## Problem requirements:
Starting with the line that contains "Task: pin the stacked" and going through the end of the records, write those lines out again with "pin" swapped for "mark" and nothing else changed.

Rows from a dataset

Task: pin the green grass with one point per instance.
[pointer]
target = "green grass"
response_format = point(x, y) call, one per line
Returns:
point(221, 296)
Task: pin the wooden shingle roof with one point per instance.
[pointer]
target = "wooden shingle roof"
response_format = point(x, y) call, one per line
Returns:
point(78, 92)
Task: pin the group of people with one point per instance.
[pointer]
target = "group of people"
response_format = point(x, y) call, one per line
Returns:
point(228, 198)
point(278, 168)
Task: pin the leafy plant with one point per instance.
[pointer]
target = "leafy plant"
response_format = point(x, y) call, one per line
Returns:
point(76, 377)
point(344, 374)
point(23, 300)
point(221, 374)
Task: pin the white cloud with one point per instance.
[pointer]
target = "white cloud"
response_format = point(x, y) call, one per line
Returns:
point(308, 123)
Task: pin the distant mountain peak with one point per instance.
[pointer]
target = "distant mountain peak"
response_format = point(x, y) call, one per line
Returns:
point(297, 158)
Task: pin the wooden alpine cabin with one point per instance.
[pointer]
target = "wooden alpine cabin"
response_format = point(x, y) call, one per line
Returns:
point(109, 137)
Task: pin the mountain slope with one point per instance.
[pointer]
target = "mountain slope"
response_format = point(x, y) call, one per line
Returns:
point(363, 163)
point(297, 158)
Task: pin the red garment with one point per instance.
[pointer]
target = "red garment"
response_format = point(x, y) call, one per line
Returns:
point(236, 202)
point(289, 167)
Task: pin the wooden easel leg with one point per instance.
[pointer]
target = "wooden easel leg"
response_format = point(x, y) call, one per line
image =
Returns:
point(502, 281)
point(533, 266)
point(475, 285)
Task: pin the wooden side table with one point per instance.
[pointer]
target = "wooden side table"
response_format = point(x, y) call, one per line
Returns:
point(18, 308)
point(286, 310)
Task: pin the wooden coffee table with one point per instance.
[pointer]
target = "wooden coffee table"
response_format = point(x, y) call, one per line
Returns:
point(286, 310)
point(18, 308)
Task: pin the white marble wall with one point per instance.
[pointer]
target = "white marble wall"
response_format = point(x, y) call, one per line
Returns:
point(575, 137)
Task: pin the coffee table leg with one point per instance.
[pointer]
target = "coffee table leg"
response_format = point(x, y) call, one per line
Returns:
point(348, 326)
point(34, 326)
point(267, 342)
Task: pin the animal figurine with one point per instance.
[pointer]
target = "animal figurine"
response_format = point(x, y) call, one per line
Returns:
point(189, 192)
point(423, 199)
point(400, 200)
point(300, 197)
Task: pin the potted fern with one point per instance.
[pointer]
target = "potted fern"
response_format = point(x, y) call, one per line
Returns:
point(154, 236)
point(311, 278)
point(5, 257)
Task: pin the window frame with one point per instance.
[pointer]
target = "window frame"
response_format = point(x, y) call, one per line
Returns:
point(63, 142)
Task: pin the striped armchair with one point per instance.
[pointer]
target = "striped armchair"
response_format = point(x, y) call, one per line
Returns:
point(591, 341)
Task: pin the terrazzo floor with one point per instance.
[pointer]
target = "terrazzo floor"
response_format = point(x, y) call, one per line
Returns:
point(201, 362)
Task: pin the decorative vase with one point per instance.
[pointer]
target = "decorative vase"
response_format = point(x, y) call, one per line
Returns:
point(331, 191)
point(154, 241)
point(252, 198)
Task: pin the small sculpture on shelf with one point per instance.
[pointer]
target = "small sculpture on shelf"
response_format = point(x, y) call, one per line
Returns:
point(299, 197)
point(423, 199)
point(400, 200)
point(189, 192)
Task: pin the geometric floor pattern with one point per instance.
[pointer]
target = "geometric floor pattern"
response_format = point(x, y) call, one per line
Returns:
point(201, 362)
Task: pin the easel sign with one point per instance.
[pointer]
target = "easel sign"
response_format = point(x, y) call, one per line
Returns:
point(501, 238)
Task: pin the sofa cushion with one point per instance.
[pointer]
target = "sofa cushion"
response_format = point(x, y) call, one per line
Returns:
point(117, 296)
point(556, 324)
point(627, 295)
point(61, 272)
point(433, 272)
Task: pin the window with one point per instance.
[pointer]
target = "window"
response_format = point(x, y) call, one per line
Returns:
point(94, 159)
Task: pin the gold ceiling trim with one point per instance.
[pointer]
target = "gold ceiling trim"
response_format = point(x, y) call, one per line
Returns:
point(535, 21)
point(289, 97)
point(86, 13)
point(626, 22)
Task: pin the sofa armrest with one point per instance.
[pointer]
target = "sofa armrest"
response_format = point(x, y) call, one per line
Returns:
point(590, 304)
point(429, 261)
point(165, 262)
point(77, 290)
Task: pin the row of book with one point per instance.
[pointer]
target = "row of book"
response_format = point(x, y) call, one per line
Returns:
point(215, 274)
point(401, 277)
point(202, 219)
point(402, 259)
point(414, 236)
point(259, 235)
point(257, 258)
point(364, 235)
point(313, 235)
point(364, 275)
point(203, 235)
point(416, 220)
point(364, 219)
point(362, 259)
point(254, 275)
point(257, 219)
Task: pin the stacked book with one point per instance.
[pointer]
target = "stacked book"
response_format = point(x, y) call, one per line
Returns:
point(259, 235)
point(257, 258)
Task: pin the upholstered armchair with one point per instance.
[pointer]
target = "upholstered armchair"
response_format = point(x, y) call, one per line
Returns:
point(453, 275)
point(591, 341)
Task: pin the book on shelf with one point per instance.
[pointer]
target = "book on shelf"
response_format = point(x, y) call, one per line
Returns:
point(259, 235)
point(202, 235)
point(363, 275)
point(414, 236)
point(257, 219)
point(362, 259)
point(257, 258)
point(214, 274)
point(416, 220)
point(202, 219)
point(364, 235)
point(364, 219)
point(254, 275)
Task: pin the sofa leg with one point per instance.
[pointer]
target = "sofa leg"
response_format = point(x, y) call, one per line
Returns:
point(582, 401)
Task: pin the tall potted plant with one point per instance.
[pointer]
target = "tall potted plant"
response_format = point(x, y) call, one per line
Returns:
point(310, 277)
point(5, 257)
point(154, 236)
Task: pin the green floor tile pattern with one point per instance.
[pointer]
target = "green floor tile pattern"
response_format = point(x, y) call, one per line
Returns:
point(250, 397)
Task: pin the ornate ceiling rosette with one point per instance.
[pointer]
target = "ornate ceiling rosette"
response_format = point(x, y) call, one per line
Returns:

## Answer for this exercise:
Task: mark the stacked book with one point per instance.
[pointer]
target = "stacked book"
response_format = point(x, y) call, one per line
Returns:
point(259, 235)
point(257, 258)
Task: mark the upholstered armchair with one point per instance.
[pointer]
target = "upholstered armchair"
response_format = point(x, y) call, one per line
Returns:
point(453, 275)
point(591, 341)
Task: mark the book on shelf with one point per instance.
[pointer]
target = "book on shelf"
response_format = point(x, y) call, one per line
Returns:
point(259, 235)
point(202, 235)
point(363, 275)
point(414, 236)
point(257, 219)
point(362, 259)
point(257, 258)
point(214, 274)
point(416, 220)
point(202, 219)
point(364, 235)
point(364, 219)
point(254, 275)
Task: mark the sofa leg with one point per instance.
[pointer]
target = "sofa leg"
response_format = point(x, y) call, one per line
Returns:
point(582, 401)
Task: mark the tall potted plant with one point per instance.
[pointer]
target = "tall potted plant"
response_format = point(x, y) call, one per line
Returns:
point(310, 277)
point(5, 257)
point(154, 236)
Task: mark the green floor tile pattern with one point per instance.
[pointer]
target = "green floor tile pattern"
response_format = point(x, y) call, one per line
Returns:
point(250, 397)
Task: mark the ornate ceiling rosette with one point per instance.
[pointer]
target = "ornate ceiling rosette"
response_format = point(x, y) call, one per line
Returns:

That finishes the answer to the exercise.